- [SUPPLIED DATA]:
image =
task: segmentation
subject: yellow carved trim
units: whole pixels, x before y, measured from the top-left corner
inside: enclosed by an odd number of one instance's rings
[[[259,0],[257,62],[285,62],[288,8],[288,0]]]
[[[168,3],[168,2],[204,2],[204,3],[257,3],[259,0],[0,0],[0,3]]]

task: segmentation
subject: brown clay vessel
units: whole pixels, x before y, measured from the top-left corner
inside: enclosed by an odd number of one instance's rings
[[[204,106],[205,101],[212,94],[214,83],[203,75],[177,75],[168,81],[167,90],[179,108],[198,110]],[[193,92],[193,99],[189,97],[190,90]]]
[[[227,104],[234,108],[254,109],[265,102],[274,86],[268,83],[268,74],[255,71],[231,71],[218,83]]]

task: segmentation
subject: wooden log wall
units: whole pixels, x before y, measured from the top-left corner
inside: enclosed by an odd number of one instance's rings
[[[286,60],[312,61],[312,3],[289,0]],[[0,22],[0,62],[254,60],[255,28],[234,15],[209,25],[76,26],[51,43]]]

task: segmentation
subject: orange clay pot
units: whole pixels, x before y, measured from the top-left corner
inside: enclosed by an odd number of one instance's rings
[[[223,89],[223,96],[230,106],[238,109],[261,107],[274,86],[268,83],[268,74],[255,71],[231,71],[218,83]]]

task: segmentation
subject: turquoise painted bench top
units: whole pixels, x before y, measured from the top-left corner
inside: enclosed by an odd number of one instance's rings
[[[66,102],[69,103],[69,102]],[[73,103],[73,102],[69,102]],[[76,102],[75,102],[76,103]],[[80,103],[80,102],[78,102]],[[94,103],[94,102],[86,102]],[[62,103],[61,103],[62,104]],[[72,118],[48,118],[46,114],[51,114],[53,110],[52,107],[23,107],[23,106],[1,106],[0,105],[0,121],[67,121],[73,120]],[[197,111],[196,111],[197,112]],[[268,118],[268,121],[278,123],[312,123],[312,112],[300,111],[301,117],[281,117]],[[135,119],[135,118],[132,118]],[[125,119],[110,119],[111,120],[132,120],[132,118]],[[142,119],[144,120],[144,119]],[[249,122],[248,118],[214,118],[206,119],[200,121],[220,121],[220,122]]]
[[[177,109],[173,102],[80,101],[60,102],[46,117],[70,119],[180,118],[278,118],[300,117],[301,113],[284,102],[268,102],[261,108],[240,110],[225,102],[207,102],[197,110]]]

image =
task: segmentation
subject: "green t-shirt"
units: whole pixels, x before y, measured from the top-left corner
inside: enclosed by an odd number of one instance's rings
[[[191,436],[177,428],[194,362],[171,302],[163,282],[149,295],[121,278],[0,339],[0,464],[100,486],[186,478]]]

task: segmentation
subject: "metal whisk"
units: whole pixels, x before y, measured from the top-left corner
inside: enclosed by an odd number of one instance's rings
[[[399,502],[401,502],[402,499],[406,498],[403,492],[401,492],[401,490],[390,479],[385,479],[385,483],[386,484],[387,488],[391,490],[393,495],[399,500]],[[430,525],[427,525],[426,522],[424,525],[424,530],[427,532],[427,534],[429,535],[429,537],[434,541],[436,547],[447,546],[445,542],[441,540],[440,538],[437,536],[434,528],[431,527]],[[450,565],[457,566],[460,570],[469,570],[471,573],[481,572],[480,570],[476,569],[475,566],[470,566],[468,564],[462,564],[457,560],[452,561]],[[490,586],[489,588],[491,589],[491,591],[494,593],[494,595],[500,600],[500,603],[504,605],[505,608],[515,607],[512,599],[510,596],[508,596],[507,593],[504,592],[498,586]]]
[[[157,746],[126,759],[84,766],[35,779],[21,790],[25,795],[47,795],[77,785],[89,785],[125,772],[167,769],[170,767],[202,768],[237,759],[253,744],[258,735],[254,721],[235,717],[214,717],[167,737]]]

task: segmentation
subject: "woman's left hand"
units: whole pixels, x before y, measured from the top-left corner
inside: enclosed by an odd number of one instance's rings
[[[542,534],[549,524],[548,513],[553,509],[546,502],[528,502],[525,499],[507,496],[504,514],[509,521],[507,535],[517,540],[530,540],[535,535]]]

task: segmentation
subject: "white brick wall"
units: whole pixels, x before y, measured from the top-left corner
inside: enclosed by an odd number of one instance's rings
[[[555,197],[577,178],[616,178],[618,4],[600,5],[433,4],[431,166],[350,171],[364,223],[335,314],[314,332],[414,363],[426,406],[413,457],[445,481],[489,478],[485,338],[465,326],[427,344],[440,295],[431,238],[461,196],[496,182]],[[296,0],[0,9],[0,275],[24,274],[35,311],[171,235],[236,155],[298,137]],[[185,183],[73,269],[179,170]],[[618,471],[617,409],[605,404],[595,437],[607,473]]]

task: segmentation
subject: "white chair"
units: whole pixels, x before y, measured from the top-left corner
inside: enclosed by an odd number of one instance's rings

- [WORK REQUIRED]: Count the lines in the listing above that contain the word "white", and reply with the number alone.

- [EXERCISE RESULT]: 2